The sw_csum variable complicates but does not add value.
The sw_csum variable is not needed. This commit removes it. The
mbuf's m_pkthdr->csum_flags are now the one record of what the
packet needs.
---
sys/contrib/pf/net/pf.c | 14 +++++---------
sys/net/if_bridge.c | 8 ++++++--
sys/netinet/ip_fastfwd.c | 3 +--
sys/netinet/ip_mroute.c | 3 ++-
sys/netinet/ip_output.c | 40 ++++++++++------------------------------
sys/netinet/ip_var.h | 2 +-
6 files changed, 25 insertions(+), 45 deletions(-)
diff --git a/sys/contrib/pf/net/pf.c b/sys/contrib/pf/net/pf.c
index 20e925b..0cdd217 100644
--- a/sys/contrib/pf/net/pf.c
+++ b/sys/contrib/pf/net/pf.c
@@ -6253,9 +6253,6 @@ pf_route(struct mbuf **m, struct pf_rule *r, int dir, struct ifnet *oifp,
struct pf_addr naddr;
struct pf_src_node *sn = NULL;
int error = 0;
-#ifdef __FreeBSD__
- int sw_csum;
-#endif
#ifdef IPSEC
struct m_tag *mtag;
#endif /* IPSEC */
@@ -6361,8 +6358,7 @@ pf_route(struct mbuf **m, struct pf_rule *r, int dir, struct ifnet *oifp,
#ifdef __FreeBSD__
/* Copied from FreeBSD 5.1-CURRENT ip_output. */
m0->m_pkthdr.csum_flags |= CSUM_IP;
- sw_csum = m0->m_pkthdr.csum_flags & ~ifp->if_hwassist;
- if (sw_csum & CSUM_DELAY_DATA) {
+ if (m0->m_pkthdr.csum_flags & CSUM_DELAY_DATA & ~ifp->if_hwassist) {
/*
* XXX: in_delayed_cksum assumes HBO for ip->ip_len (at least)

■ Directions ■
A - Explain the patch's reason for removing the sw_csum variable.
B - According to the patch's summary line, how many files does the change touch, and how many lines does it insert and delete?

■ Data section ■

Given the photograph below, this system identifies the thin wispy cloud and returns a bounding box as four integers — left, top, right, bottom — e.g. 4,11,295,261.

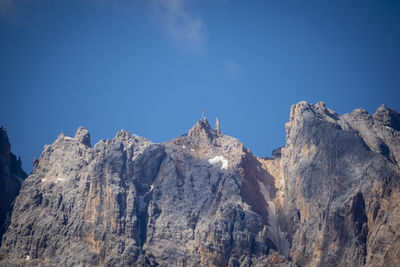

■ Exercise results ■
A - The sw_csum variable adds complexity without adding value, so it isn't needed. Once it's removed, the mbuf's m_pkthdr->csum_flags become the single record of what the packet needs.

B - It touches 6 files, with 25 insertions and 45 deletions.